WRITTEN PROBLEM —
In the passage on United States immigration reform, what term does the author use for migrants who enter the United States outside of formal legal channels?

____ GIVEN TEXT

Chapter II - Purpose and Significance

The purpose of this piece is to walk United States immigration a few more steps out of its inveterate cycle of hibernation and resurrection by adding to the growing literature on immigration reform as an abiding and fundamental policy objective.  The need for meaningful policy reform arises in response to the persistent economic, social and political problems - whether empirical or constructed - associated with modern immigration, as well as to two centuries of erratic and arbitrary legislation, interpretation and administration that have fallen short of comprehensively addressing these issues in a sustainable and equitable manner.

 

At the outset, a number of additional definitions should help provide clarity as to the content of this piece.  In the United States, technical differences concerning the legal classifications, rights and restrictions attached to international migrants before, during and after arrival in the United States distinguishes between legal permanent immigration ("immigrants" 12 or "permanent residents" 13) and legal temporary immigration ("nonimmigrants" 14).  While not codified into law, the generalized term "illegal immigrants" is often used by the government to describe those who enter the United States illegally.  As to the latter, the author finds that the term "illegal" applies to behaviors rather than to entities and will therefore utilize the term "undocumented migrants" to describe both permanent and temporary migrants who enter the United States outside of formal legal channels.  Moreover, where context does not discriminate between temporary and permanent, or between documented and undocumented, the terms "migrant," "foreign-born," "foreign national" or "non-citizen" will be employed in lieu of the government’s somewhat distasteful term "alien."  "Citizens" or "natives" are defined by the Fourteenth Amendment to the United States Constitution, which provides that "all persons born or naturalized in the United States, and subject to the jurisdiction thereof, are citizens of the United States." 15  To help facilitate the flow of the piece, the term "restrictionist" will refer to the collective group of ideas centered on a tightening of immigration policy, leading to decreased legal immigration.  The term "expansionist" will refer to those centered on a loosening of immigration policy, leading to increased legal immigration.

________
____ MATERIAL PROVIDED

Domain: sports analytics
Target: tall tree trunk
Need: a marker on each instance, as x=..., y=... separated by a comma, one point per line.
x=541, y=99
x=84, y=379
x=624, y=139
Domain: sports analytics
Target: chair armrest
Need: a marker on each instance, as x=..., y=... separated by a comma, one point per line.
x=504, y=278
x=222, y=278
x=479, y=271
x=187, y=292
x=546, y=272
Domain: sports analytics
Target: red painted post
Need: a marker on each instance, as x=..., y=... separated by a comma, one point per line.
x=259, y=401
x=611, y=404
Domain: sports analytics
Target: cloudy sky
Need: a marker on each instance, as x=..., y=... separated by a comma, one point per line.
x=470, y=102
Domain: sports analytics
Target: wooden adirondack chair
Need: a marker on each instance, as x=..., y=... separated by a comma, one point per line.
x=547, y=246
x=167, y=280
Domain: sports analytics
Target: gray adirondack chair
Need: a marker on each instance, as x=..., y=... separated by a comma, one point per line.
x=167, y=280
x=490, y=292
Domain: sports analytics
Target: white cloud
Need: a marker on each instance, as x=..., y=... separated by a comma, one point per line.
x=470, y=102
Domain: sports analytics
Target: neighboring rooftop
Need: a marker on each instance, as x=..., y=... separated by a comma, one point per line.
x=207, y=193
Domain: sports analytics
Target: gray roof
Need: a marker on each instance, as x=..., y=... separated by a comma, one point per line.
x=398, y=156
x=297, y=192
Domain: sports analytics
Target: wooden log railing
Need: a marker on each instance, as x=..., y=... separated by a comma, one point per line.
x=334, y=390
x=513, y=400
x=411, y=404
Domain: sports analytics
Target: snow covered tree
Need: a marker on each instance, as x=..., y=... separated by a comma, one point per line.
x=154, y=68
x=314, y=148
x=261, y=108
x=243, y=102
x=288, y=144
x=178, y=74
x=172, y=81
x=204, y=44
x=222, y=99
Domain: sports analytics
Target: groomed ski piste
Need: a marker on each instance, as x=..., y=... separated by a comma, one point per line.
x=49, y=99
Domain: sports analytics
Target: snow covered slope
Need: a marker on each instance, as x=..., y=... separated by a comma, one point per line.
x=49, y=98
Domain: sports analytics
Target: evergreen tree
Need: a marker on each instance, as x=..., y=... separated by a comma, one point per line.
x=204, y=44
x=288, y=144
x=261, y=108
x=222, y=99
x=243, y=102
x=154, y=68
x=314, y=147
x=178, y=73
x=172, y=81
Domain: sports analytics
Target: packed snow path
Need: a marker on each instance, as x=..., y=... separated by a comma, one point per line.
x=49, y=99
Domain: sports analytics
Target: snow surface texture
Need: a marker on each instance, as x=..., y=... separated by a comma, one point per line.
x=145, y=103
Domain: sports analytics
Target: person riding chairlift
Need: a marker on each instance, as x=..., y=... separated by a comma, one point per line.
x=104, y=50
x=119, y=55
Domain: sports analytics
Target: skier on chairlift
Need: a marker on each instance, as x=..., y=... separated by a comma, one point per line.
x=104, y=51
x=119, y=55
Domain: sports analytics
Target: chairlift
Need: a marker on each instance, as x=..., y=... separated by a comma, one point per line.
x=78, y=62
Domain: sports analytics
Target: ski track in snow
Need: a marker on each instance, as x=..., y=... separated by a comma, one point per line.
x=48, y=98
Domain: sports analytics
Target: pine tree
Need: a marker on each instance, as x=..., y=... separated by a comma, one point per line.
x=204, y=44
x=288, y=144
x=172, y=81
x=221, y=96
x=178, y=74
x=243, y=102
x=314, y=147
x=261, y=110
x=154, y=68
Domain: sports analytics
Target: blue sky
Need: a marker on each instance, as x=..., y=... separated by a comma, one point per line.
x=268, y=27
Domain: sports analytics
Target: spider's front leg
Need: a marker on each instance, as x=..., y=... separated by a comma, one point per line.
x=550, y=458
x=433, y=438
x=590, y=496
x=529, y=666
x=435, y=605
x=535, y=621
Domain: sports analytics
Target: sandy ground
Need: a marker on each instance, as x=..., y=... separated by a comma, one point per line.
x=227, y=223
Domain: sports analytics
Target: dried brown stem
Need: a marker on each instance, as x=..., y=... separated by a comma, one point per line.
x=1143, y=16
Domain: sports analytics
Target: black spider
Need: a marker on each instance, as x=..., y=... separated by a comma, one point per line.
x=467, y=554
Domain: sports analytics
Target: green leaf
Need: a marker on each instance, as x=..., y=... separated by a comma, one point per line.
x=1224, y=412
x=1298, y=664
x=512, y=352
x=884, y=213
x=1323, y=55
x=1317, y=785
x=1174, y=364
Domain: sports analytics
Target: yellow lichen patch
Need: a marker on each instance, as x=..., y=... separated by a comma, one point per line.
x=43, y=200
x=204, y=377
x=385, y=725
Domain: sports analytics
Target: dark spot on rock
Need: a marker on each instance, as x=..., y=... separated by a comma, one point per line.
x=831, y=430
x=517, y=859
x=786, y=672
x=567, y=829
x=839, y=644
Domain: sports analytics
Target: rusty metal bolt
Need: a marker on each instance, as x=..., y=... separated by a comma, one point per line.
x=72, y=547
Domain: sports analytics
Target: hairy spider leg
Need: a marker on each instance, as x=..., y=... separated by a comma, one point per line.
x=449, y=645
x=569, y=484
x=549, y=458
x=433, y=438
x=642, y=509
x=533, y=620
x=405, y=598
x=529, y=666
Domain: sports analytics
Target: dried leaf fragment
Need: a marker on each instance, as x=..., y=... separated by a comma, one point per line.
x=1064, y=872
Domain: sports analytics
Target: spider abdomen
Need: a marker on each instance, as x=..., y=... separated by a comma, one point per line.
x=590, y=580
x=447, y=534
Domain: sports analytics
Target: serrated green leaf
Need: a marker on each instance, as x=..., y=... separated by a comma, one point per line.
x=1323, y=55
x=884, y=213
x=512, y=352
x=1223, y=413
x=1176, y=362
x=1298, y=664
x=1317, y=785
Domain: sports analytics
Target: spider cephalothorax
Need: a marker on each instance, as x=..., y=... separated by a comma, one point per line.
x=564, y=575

________

WRITTEN SOLUTION —
The author uses the term "undocumented migrants."